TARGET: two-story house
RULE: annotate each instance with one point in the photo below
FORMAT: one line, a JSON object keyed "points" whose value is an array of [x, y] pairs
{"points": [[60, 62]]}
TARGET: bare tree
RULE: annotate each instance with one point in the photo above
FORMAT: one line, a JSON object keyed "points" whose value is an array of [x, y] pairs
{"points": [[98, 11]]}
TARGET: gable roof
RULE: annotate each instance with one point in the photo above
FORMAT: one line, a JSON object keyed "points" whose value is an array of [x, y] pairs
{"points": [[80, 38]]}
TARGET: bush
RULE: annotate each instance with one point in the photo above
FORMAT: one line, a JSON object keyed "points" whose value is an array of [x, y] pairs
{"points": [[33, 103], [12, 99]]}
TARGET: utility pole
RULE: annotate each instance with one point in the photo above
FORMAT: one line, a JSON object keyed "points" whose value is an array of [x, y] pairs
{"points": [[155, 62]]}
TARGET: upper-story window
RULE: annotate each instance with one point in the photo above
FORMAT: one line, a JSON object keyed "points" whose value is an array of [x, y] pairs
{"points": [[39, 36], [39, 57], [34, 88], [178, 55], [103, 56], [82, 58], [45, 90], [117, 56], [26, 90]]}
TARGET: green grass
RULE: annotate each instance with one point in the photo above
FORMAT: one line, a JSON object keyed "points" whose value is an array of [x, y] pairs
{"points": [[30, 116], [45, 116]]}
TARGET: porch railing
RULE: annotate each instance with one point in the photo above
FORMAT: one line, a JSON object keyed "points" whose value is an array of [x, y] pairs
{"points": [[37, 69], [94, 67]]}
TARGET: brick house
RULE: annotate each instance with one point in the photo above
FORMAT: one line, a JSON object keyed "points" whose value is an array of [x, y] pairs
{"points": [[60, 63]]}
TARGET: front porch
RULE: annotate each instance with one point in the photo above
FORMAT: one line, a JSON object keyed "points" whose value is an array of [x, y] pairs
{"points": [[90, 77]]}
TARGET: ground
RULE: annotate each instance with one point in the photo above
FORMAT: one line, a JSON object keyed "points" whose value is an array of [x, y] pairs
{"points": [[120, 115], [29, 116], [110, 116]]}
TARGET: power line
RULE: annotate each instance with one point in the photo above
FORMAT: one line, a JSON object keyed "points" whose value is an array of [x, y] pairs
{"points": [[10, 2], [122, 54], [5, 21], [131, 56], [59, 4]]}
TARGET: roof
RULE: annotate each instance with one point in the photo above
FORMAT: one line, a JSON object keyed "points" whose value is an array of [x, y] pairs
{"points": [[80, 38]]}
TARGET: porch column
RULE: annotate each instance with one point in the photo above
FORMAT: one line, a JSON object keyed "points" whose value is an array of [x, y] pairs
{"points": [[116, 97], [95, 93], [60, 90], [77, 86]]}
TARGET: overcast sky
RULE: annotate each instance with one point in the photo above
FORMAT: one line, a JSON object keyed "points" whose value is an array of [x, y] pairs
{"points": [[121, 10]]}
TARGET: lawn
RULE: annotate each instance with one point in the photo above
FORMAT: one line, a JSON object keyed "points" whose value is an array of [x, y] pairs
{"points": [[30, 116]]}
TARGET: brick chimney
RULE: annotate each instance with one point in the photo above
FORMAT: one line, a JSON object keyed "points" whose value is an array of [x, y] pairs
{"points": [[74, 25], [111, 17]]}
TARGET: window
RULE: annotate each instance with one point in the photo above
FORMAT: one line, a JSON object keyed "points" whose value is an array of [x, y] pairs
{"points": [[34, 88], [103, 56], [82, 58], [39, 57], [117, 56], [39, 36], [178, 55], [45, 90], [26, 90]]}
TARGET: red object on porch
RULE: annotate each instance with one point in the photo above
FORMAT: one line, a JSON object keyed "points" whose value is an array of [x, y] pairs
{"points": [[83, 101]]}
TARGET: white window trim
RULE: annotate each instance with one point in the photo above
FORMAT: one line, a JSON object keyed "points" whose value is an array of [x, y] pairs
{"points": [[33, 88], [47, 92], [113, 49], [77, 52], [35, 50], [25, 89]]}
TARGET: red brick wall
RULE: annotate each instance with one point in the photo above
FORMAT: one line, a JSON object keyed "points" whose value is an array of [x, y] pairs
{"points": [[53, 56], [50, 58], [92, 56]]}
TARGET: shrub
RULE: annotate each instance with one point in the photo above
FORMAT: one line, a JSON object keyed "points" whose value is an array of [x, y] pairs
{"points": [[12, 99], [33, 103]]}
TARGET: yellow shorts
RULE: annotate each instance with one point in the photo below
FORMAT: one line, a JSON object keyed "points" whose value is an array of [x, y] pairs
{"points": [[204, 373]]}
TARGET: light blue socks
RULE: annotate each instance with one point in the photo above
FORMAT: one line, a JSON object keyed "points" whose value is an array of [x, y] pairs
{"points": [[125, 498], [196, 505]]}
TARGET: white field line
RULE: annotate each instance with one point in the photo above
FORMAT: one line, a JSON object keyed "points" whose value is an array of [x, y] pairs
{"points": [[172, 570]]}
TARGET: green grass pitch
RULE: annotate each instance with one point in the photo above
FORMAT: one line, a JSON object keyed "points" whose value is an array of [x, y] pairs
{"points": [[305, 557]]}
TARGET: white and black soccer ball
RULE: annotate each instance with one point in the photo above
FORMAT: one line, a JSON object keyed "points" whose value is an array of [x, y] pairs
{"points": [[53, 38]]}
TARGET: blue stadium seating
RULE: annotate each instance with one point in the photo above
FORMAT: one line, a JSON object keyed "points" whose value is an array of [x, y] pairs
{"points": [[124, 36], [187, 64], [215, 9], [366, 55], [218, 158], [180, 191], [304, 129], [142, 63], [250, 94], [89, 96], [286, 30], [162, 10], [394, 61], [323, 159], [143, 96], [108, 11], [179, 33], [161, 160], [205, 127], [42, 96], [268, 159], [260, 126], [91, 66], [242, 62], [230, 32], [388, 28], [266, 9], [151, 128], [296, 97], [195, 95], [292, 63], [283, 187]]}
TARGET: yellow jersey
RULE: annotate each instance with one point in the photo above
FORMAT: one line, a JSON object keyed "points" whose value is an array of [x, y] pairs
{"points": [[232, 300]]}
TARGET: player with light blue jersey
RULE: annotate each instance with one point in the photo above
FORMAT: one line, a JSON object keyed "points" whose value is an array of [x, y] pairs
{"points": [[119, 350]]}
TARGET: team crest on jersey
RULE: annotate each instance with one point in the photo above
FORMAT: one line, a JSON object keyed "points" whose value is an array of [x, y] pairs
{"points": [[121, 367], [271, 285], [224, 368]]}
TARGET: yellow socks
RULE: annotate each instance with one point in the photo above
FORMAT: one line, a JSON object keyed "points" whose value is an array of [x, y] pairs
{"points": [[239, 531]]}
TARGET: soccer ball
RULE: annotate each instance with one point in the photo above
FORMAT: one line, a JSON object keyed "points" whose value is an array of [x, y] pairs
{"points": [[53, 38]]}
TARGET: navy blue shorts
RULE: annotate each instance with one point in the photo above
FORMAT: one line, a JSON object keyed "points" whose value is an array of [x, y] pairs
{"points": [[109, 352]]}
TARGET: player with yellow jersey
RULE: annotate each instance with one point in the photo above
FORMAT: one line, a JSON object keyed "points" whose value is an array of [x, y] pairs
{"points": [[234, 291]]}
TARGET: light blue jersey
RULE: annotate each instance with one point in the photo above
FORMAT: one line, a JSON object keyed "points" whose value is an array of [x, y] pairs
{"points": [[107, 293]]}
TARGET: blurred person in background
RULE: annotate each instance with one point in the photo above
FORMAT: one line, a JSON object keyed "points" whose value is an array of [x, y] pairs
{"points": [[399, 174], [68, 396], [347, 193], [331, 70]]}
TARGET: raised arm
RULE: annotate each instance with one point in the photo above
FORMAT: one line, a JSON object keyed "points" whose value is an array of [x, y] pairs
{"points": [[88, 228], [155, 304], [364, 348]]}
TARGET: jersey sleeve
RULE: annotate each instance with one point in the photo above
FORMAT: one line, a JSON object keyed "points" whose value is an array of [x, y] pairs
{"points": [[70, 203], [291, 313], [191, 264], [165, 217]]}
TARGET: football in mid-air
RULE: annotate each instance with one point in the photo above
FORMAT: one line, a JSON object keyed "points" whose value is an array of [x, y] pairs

-.-.-

**TASK DESCRIPTION:** Take from the material every line that holds "light".

**PROBLEM SOLUTION:**
TARGET: light blue socks
TARGET: player with light blue jersey
TARGET: light blue jersey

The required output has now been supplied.